* **GIVEN INSTRUCTION**:
From the line containing "the chair leg" down to the last line, set down each line exactly as it is, and nothing more. Leave the pictures out.

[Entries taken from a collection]

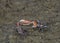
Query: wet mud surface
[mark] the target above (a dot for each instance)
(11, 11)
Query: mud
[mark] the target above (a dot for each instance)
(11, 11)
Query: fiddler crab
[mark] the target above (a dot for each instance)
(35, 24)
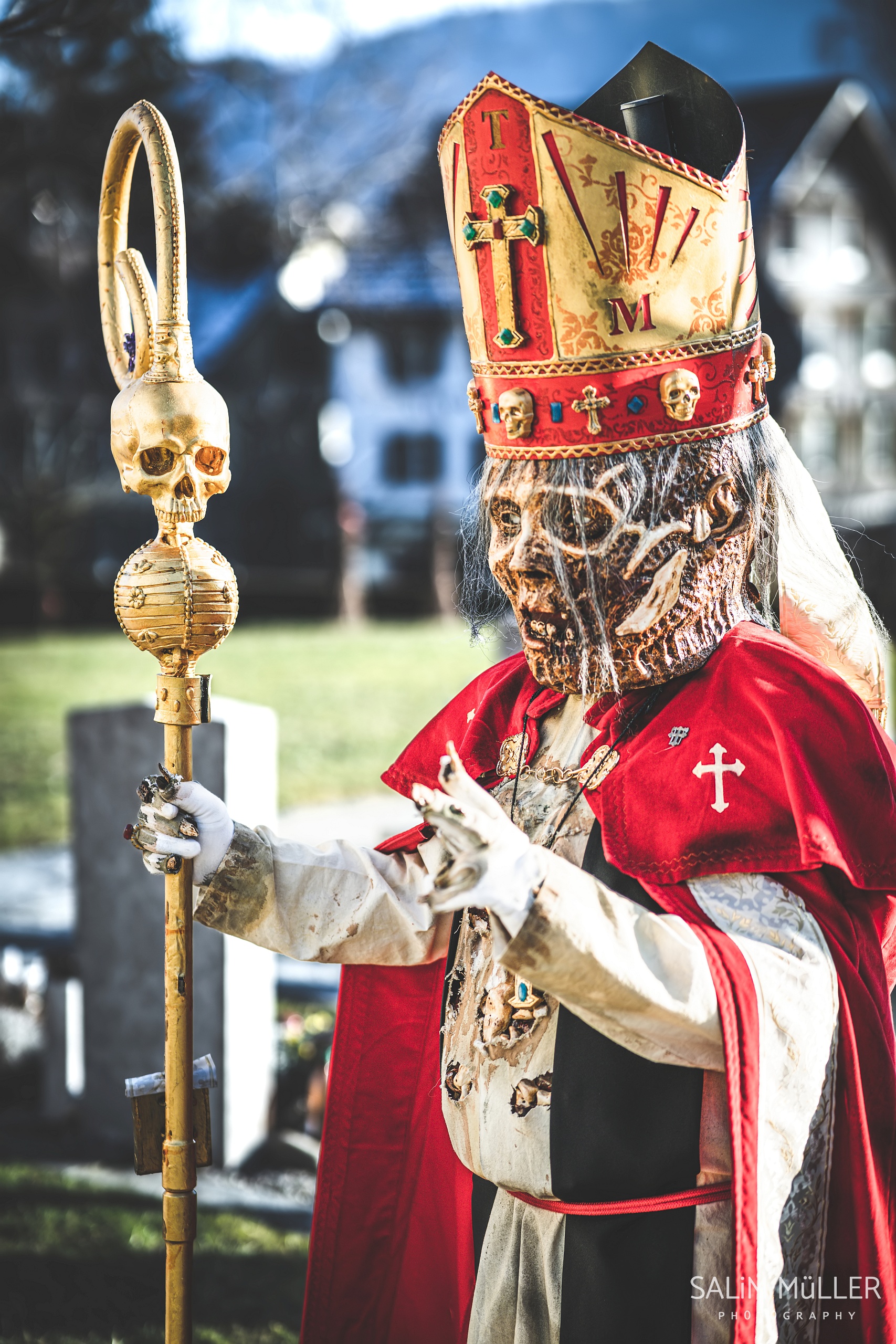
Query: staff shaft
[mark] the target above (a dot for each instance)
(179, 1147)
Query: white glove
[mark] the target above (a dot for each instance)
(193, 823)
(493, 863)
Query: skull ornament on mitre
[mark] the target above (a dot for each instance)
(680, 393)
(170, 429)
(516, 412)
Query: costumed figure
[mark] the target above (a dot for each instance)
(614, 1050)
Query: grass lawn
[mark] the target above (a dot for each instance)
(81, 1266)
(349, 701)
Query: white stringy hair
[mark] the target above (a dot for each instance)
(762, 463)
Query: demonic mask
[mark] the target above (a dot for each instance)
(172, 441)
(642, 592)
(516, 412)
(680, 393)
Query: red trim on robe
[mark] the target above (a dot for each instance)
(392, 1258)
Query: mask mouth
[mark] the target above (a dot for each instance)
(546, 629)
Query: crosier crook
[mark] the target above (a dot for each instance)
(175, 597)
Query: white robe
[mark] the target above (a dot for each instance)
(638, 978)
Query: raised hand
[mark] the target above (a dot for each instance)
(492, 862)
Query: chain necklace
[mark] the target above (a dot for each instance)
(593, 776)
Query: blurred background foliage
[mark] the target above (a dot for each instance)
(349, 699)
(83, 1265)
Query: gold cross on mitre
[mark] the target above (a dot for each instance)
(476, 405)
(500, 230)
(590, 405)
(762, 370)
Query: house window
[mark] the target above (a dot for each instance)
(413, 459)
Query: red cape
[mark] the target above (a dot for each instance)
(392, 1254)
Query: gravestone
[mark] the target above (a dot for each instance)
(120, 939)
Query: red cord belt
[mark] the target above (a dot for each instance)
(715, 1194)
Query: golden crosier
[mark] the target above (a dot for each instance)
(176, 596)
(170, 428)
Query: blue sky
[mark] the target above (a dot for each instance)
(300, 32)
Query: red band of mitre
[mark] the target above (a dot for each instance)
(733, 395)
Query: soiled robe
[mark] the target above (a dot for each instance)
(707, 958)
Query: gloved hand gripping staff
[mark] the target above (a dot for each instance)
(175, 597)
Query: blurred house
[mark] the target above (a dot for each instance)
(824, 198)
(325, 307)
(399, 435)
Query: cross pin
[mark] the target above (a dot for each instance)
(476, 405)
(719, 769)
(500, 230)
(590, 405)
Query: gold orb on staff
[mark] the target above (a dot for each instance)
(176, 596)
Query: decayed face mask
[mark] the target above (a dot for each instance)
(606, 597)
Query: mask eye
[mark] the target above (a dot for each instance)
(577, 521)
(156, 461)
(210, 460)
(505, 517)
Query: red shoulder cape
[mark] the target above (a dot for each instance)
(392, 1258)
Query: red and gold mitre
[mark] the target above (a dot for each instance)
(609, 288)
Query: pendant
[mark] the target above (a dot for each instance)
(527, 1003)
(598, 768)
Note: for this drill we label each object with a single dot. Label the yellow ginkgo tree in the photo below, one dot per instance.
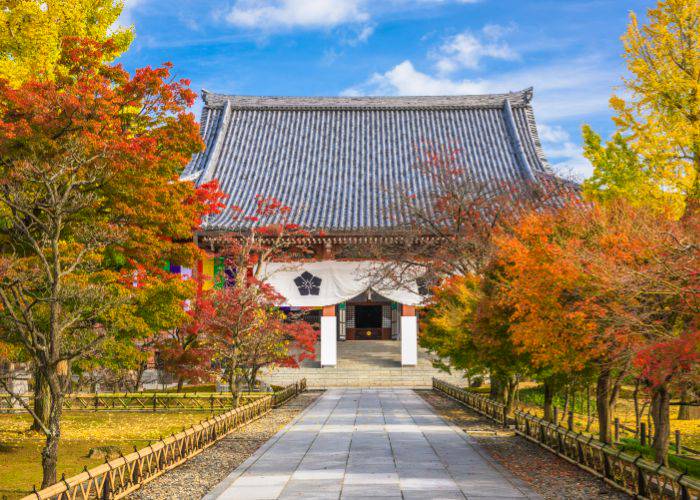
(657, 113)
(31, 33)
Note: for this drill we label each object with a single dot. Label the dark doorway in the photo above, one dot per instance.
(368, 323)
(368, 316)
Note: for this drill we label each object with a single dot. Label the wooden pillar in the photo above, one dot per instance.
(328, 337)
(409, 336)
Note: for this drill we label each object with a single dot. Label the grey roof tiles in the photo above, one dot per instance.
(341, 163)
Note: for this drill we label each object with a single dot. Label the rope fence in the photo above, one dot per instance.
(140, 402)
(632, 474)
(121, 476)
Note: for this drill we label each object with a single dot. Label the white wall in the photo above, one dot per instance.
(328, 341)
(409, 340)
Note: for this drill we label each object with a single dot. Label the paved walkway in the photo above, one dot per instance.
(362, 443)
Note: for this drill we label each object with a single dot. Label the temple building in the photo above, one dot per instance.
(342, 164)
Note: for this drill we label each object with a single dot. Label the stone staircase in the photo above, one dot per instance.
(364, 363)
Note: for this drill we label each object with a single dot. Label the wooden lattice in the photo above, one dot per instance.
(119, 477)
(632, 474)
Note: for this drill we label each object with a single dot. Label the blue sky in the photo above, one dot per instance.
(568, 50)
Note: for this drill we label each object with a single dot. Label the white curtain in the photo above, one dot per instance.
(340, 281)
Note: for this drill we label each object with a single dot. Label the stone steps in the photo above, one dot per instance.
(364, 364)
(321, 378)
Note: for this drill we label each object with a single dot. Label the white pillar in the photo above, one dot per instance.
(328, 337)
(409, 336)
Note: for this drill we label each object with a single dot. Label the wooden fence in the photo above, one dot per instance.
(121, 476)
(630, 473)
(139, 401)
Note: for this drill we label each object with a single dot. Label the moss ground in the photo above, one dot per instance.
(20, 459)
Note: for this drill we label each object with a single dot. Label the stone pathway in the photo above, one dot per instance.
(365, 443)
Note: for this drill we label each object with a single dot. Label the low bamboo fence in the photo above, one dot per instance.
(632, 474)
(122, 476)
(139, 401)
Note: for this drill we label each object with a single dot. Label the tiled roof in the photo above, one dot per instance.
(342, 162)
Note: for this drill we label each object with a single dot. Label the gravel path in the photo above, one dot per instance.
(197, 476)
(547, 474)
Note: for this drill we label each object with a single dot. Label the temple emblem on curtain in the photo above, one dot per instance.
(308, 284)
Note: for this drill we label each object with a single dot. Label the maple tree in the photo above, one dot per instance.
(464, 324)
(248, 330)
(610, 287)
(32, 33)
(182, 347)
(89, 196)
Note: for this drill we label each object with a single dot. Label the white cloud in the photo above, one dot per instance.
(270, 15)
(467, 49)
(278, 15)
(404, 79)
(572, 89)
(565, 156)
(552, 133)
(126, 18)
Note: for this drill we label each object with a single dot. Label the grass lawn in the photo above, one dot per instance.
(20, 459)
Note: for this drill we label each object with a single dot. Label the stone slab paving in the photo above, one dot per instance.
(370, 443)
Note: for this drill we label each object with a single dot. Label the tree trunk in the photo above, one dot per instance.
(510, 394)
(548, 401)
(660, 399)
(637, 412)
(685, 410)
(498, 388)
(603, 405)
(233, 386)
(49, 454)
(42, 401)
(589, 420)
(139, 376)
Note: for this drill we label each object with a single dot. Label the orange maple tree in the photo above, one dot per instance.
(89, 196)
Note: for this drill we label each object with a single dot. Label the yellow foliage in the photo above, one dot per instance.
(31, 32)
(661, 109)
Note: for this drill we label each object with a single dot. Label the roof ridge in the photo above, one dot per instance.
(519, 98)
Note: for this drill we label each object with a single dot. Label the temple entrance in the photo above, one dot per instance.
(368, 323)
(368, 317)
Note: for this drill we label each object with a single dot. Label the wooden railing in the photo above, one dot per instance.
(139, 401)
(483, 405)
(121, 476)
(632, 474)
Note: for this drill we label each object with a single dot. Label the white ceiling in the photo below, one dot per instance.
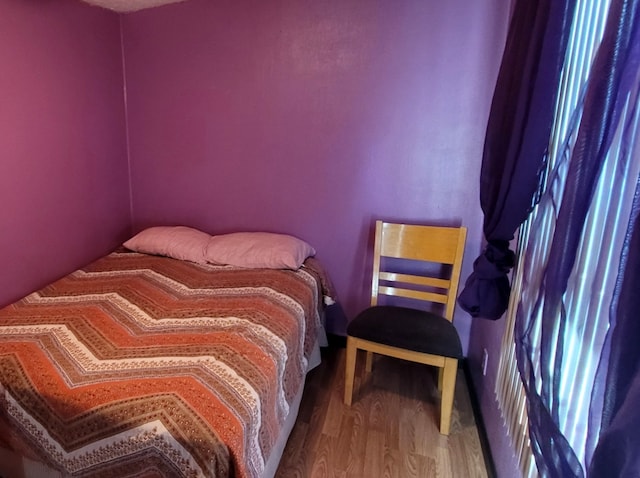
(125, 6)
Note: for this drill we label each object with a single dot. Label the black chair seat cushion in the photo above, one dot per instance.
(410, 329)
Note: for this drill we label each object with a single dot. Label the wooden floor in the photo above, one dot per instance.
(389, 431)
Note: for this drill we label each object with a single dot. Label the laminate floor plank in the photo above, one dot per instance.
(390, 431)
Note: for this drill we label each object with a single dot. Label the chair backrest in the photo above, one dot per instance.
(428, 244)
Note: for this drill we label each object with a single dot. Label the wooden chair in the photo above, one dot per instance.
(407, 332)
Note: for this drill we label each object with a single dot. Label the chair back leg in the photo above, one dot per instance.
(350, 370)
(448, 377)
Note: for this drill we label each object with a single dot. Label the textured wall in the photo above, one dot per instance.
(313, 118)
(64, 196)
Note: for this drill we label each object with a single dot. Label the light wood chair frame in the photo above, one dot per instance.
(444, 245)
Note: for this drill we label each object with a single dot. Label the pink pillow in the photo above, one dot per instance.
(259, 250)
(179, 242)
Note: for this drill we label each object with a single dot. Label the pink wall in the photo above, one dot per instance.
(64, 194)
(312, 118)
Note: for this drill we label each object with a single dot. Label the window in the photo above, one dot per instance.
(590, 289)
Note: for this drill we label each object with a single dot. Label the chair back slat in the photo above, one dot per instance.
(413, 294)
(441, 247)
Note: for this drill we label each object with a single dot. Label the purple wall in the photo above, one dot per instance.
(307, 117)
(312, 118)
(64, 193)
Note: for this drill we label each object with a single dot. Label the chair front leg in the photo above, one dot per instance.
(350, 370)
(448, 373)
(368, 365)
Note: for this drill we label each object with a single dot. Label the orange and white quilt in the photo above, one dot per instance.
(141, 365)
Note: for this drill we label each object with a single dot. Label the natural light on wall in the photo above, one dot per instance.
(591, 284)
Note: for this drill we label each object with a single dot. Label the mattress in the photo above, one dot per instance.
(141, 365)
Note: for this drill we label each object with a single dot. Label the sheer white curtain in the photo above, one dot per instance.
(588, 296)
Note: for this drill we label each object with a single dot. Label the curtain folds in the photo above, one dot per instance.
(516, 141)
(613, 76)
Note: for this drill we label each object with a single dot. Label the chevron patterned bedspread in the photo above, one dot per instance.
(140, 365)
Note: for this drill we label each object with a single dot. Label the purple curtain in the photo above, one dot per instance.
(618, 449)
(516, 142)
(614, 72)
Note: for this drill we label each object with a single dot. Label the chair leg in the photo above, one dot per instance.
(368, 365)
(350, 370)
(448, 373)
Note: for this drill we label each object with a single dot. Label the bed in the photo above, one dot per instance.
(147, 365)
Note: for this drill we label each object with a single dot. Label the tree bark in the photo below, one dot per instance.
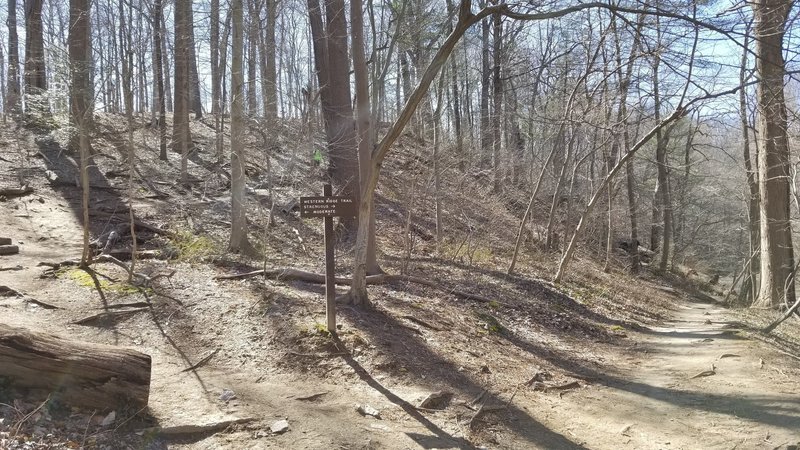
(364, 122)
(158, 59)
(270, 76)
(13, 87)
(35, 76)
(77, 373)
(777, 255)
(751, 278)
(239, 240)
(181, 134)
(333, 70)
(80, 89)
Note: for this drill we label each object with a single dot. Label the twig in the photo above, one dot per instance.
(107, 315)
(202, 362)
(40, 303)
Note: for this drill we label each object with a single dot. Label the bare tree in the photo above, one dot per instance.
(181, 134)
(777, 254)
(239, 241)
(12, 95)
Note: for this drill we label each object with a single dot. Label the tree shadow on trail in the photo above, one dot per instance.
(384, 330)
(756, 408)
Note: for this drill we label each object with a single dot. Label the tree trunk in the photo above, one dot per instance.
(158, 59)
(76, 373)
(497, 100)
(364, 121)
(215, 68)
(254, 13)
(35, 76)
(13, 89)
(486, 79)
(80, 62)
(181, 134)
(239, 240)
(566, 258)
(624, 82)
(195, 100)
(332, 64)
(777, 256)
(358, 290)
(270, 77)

* **FULL OUTPUT**:
Note: for this drill we label each object with a single dot. Label the chair leg in the photo above, one dot per instance.
(368, 365)
(350, 370)
(448, 373)
Note: for this drill we label each object with a single dot. Label the bed in the photo above, one dot per instance.
(147, 365)
Note: for this drill we label each object with a single dot. Label the tree bark in the photo below, one dot per instance.
(364, 122)
(158, 59)
(270, 76)
(13, 87)
(35, 76)
(77, 373)
(777, 255)
(751, 278)
(239, 240)
(181, 134)
(333, 70)
(80, 89)
Note: for this drill we label each object with a single dot. Label the twig in the photo above, one dot per instance.
(107, 315)
(202, 362)
(40, 303)
Note: for this drill we label each object with a single dot. Label the bare tree in the photo above, one dot per instance.
(181, 134)
(777, 254)
(239, 241)
(12, 95)
Note: for this drill we label each object with a single dot. Label the tree shadow on trail in the photo above, one dot per instance.
(384, 330)
(756, 408)
Note: for this drill we label each object with a single dot. Label the tree trunk in the photo above, one dot per instance.
(158, 59)
(76, 373)
(497, 100)
(364, 121)
(215, 68)
(254, 13)
(35, 76)
(13, 89)
(486, 79)
(80, 62)
(181, 134)
(239, 240)
(566, 258)
(624, 82)
(195, 100)
(332, 64)
(777, 256)
(358, 290)
(270, 77)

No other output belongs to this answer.